# [TO BE DONE]
Count the lines in the entries below that contain the word "each". Reply with the number only.

# [Bounding box data excerpts]
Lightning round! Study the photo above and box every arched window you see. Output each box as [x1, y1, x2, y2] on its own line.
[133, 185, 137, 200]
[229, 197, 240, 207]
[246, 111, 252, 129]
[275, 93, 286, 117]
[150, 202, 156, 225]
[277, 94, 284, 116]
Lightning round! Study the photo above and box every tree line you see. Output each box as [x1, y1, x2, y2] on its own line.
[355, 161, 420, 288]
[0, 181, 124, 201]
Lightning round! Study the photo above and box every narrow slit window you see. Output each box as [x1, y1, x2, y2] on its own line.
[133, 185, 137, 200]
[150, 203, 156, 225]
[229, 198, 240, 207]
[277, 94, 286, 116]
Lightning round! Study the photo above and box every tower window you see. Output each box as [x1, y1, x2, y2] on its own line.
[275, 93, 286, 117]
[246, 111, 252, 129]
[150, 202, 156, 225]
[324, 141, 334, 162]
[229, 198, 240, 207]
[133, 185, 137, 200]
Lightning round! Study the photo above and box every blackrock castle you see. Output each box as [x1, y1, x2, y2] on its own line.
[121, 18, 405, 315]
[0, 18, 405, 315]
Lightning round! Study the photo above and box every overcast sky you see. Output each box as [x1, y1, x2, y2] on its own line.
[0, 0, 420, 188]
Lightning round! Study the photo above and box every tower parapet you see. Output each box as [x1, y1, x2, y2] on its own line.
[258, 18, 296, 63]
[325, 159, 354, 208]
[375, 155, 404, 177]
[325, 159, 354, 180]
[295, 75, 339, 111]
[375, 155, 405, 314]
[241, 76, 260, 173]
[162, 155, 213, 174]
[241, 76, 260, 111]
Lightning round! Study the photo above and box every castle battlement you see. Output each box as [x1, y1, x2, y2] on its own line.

# [PROBLEM SOLUTION]
8